» **What the exercise asks**
Your task is to restate the data word for word.

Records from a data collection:
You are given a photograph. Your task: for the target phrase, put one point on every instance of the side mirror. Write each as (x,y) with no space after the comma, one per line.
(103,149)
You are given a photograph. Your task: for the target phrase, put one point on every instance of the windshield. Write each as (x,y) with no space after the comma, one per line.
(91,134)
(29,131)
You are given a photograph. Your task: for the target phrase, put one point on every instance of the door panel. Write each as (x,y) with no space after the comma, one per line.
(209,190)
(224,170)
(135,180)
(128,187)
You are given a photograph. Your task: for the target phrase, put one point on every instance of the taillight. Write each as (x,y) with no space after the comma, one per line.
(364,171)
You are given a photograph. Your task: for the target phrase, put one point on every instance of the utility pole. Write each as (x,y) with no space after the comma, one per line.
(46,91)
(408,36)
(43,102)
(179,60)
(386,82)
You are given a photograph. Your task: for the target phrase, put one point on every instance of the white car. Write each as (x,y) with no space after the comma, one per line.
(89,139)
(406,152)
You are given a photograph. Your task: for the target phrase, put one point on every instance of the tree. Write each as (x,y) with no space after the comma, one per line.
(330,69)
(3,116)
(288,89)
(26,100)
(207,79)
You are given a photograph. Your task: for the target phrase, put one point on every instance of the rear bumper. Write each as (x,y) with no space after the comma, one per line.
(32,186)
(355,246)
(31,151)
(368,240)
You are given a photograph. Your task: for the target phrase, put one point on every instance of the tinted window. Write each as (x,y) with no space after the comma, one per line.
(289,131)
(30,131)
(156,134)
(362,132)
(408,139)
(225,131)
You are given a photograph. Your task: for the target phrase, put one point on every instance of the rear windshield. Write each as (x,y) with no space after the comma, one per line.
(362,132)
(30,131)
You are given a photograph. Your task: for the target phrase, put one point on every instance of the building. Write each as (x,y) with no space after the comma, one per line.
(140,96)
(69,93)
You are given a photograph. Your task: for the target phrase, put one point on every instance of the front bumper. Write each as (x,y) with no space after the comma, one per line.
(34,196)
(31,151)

» **Reply to the task**
You are given a photograph. Your task: for the target phrase, put one point on every instance of the side mirror. Write each as (x,y) with no space after the comma, one per line.
(103,149)
You are given a photograph. Your task: for the target phrase, put one point on every instance of the windshield. Write each as (x,y) with no space after the comma, one per line.
(91,134)
(29,131)
You are given a photograph. Your task: for the target phrase, put one point on every instance of the door panel. Write each as (x,y) with no space after the comma, one per line.
(209,190)
(224,170)
(135,180)
(128,187)
You are given a photograph. Your task: for the target phrase, put one point on every instance of the taillight. Write each as (x,y) with no space after the comma, one per line.
(364,171)
You are given a photograph. Your task: for the target phrase, put one point on every instance of the utility pole. Write each as (x,y) with no space after the comma, one per line.
(46,91)
(408,36)
(43,102)
(179,60)
(386,82)
You are given a photograph. Your task: for the target phrase, put one point on every instance of the white car. Write each as (x,y) with no space after the comma, one per line.
(89,139)
(406,152)
You are given a photograph. Your task: for the target phrase, put one point on every instance of the tree. Write each as (x,y) with no space after the comma, one per line.
(330,69)
(3,116)
(288,89)
(26,100)
(207,79)
You are given a photograph. Your task: for the target phrase, put one point on every instance of the rear bumper. Write each as (x,y) with no space after the comma, one per line.
(32,186)
(355,246)
(31,151)
(368,240)
You are given a photograph. Your task: for the target phrase, put one point on every instance of the tinted window. Write each as (x,y) with no space after the comma, one per line.
(289,131)
(30,131)
(156,134)
(362,132)
(408,139)
(225,131)
You are given a photograph. Your task: for the target phrase, put one point on every instance of the rear windshield. Write each as (x,y) with no space after the comma, one per line.
(362,132)
(30,131)
You are given a photograph. Your task: for the target phrase, put one point on every instance of the building. Write each as (x,y) with no space after the comma, one per line.
(140,96)
(69,93)
You are given a photograph. Your task: for the target phrase, put one point on every instance of the front bumper. Write each as (x,y) with no space after the comma, one per line.
(34,196)
(31,151)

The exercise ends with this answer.